Pour les Libanaises, mieux vaut une société civile que confessionnelle.
Par Luc Balbont
C’est à l’automne 2019, dans un pays alors en pleine ébullition sociale, que j’avais rencontré Suzanne Baaklini. Née en 1971 à Beyrouth, la journaliste de L’Orient-Le Jour avait retracé pour l’Œuvre d’Orient [1] la genèse et le développement de la société civile libanaise depuis l’indépendance, et la place que la femme y occupait.
En une année, des événements douloureux sont venus bouleverser la vie du pays du Cèdre : crise économique et politique « durables », pandémie du covid-19, et incendie qui a détruit une partie de Beyrouth, le 4 août dernier.
Si aujourd’hui, le mouvement « Citoyens et Citoyennes dans un État » semble le seul à porter l’espoir d’un authentique changement citoyen, les propos de Suzanne Baaklini restent d’une étonnante pertinence. Selon elle « il y a toujours eu une société civile au Liban, dont la fonction était de remplacer l’État, quand ce dernier ne jouait pas son rôle [2]. La nouveauté vient de la ferveur populaire qu’un mouvement civil, très politisé, comme “Vous puez” (Toul’at rihetkoun) a déclenché en 2015. Personne ne s’y attendait. Tout a éclaté avec le non-ramassage des ordures ménagères dans les rues de Beyrouth. À l’époque, des garçons et des filles, totalement inconnus, s’étaient regroupés sous ce label de “Vous puez”, pour dénoncer la corruption des élus et leurs pratiques clientélistes. Malheureusement, miné par les luttes internes, les égos, et les attaques des partis politiques traditionnels, le mouvement a fini par imploser. »

-- Données fournies --
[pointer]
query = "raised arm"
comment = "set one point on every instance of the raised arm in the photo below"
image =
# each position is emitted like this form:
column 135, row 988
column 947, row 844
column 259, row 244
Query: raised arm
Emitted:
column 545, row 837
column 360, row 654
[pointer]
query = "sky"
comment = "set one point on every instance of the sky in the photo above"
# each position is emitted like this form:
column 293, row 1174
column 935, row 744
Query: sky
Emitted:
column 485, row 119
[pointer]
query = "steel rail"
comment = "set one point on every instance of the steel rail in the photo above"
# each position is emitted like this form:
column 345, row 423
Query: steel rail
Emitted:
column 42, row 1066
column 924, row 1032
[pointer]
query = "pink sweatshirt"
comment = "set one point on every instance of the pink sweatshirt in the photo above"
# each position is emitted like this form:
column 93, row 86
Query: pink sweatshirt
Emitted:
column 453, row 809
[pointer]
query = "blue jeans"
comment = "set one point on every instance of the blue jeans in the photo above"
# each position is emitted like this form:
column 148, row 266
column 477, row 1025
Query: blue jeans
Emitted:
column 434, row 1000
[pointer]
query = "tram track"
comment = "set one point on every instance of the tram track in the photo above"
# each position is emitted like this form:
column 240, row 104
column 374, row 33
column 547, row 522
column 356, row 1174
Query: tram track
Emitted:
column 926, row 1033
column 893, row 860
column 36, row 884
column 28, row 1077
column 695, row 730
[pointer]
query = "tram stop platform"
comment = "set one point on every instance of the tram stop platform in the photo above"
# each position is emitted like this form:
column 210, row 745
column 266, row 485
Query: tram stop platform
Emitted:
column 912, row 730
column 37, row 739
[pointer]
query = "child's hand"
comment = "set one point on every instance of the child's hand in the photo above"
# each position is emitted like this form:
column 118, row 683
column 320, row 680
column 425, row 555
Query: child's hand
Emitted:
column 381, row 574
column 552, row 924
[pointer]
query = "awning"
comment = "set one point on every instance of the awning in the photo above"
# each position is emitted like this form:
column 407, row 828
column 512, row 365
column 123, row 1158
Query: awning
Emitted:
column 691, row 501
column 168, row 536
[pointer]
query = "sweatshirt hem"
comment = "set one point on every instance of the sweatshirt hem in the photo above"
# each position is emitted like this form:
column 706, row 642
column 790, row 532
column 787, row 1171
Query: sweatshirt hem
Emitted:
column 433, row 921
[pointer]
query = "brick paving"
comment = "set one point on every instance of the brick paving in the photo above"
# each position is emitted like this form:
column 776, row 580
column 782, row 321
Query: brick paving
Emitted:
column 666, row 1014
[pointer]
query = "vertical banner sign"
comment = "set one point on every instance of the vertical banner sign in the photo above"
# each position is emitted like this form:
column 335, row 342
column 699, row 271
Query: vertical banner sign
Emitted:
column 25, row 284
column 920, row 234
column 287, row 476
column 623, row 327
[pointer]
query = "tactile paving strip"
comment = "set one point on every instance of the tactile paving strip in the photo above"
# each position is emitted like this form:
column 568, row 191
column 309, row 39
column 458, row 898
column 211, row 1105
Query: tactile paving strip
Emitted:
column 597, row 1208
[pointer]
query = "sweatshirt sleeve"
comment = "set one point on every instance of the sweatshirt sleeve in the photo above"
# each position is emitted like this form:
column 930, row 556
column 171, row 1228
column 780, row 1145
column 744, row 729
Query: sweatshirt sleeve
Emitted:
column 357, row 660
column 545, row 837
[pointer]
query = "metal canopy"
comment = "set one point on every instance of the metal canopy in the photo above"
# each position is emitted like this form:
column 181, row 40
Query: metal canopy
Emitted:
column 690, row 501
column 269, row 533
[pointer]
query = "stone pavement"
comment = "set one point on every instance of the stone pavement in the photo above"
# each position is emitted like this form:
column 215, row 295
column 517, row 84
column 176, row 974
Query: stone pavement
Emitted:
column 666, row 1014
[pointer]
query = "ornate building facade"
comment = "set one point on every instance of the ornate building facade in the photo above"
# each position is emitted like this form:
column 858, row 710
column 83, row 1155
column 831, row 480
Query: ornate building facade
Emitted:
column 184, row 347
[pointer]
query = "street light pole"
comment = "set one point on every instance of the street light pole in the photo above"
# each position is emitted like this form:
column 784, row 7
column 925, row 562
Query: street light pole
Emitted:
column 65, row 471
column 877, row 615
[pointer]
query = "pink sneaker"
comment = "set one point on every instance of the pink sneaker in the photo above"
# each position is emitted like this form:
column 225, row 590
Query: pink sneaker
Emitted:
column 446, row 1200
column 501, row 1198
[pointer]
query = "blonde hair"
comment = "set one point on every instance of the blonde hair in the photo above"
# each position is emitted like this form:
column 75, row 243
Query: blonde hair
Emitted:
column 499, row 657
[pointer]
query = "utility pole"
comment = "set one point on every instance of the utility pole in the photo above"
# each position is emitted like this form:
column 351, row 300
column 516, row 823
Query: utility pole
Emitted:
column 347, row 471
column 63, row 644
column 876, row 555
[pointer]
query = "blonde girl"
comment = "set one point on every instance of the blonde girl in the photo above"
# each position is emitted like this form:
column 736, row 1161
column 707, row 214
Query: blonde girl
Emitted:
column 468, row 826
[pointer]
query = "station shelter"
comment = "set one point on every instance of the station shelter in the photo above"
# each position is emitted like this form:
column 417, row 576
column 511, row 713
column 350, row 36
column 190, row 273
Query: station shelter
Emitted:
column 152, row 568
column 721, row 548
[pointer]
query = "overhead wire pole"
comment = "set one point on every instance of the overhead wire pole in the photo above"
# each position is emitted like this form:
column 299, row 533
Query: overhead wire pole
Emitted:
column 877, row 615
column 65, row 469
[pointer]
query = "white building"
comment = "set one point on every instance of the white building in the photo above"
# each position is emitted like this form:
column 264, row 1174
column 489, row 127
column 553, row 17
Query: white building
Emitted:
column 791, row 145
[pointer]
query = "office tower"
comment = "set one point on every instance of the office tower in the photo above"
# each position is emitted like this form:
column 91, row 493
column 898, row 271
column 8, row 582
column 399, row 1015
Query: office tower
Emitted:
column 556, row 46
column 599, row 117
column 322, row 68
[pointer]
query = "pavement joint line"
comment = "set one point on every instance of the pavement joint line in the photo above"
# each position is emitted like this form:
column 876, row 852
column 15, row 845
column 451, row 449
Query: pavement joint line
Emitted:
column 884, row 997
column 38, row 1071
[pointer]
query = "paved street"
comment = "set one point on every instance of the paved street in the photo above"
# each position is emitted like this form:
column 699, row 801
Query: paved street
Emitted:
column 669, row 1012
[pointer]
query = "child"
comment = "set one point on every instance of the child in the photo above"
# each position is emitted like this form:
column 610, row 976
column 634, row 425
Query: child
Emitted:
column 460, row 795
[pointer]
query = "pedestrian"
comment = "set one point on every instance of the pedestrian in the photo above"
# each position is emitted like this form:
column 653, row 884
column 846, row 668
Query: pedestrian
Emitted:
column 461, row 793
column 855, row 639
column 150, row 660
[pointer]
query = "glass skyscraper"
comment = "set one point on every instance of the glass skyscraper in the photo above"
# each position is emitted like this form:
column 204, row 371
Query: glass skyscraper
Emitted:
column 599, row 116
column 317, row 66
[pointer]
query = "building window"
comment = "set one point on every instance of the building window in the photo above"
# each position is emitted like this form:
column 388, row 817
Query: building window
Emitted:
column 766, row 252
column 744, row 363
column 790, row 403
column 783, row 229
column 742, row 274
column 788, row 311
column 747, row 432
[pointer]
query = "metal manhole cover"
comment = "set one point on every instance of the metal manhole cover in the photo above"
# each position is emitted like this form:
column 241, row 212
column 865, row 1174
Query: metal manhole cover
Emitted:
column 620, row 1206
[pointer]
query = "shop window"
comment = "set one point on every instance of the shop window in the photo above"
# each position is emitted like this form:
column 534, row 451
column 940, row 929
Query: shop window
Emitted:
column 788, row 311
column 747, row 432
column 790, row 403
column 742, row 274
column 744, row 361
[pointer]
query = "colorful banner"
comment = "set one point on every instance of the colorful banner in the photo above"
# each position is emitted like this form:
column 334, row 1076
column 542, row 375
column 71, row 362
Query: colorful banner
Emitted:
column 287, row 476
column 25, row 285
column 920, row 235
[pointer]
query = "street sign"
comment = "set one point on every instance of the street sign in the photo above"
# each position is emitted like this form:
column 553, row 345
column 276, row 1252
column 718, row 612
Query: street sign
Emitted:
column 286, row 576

-- Travail demandé --
Prolongez l'article plus haut sur la société civile libanaise et la place des femmes, en reprenant juste après sa dernière phrase.

-- Réponse proposée --
(…) « L’année suivante, enchaînait-elle, aux élections municipales de 2016, un autre mouvement issu de la société civile, Beyrouth Madinati (Beyrouth ma ville), prend le relais. Pour la première fois au Liban, le groupe présente des candidats. Une fois encore, le retentissement médiatique est énorme, même si aucun postulant ne fut élu. En 2018, aux élections législatives, plusieurs formations, étiquetées civiles, présentent des listes : “Citoyens et citoyennes dans un État”, “Li Baladi” (Pour le pays) ou “Sabaa” (Sept). Au final, seule une femme venue de la mouvance citoyenne entre à la chambre. »
(…) Pour la journaliste, « le problème majeur de ces jeunes mouvements, c’est, d’une part, l’absence de personnalités capables d’assurer un leadership fort. De l’autre, l’infiltration par les partis politiques traditionnels, qui cherchent à les récupérer ou à les discréditer. Il n’en reste pas moins que ces initiatives donnent aux femmes une place plus importante. Grâce à ces groupes, présents aujourd’hui dans l’espace public, les mentalités, encore très machistes au Liban, commencent à évoluer. Et des femmes parviennent à se hisser sur la scène politique [3]. »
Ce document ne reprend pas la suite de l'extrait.